SHORT TASK: Please pull out every line from the rows below that contains the string "reflection". Letter case matters.
# RECORDS start
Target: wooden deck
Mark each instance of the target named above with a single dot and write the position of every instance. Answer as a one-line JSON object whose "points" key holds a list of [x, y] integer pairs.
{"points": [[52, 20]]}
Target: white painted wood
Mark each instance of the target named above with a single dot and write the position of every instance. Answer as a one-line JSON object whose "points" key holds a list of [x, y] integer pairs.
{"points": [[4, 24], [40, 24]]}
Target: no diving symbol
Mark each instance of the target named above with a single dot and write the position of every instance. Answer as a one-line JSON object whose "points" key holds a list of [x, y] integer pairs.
# RECORDS end
# RECORDS start
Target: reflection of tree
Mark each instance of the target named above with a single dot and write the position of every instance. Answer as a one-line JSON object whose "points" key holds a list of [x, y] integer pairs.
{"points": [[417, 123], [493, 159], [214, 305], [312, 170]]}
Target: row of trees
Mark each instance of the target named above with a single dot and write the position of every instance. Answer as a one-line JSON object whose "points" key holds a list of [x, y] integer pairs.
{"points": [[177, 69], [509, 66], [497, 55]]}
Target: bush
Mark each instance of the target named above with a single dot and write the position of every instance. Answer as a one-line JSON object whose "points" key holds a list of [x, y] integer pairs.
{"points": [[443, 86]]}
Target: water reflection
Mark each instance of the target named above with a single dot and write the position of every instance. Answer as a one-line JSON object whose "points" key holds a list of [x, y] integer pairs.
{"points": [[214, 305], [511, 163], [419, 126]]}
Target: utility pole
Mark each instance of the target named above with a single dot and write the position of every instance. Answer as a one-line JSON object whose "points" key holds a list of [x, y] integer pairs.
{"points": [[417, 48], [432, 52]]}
# RECORDS end
WRITTEN RESPONSE:
Target: reflection of tree
Target: water reflection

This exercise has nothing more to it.